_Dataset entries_
......

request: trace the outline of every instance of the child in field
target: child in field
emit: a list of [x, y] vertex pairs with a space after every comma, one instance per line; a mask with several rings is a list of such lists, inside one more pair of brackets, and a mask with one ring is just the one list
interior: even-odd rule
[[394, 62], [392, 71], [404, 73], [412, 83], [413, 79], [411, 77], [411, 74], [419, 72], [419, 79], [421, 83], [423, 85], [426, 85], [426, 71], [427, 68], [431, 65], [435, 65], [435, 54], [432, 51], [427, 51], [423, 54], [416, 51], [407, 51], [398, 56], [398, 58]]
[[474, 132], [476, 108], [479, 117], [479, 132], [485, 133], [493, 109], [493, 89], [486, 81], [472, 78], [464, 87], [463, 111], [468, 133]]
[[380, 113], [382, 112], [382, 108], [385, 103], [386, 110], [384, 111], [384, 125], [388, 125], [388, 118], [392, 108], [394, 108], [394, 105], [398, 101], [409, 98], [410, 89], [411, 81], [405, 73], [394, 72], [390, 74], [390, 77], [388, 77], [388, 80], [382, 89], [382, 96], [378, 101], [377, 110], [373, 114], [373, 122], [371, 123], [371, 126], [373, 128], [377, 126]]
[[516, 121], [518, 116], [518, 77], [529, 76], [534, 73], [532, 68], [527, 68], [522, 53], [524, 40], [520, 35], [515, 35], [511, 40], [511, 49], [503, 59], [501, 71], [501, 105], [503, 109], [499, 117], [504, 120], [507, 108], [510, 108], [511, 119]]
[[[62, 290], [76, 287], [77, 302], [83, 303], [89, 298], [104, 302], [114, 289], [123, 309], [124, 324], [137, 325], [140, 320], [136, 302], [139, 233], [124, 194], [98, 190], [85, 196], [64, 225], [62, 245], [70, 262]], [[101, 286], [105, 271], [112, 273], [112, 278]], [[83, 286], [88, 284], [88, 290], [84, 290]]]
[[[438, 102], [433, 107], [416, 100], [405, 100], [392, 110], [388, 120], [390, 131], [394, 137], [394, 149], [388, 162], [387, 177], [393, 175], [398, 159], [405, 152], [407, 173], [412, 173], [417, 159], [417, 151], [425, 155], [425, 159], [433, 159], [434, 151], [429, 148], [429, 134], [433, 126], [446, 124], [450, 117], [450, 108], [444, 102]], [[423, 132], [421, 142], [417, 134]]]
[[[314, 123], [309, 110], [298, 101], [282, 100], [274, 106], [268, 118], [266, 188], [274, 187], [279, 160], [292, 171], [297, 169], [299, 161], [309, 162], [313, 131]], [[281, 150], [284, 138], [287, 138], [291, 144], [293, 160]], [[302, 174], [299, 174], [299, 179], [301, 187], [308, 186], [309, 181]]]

......

_Directions_
Although the records may continue, retype only the lines from the first one through the one containing "emit: a list", exactly as they appear.

_Response below_
request: trace the outline of every instance of the child in field
target: child in field
emit: a list of [x, y] vertex pairs with a space after every comma, one instance per line; a mask with several rings is a list of such lists, inside one more pair of brackets, and a mask with one ring is just the one list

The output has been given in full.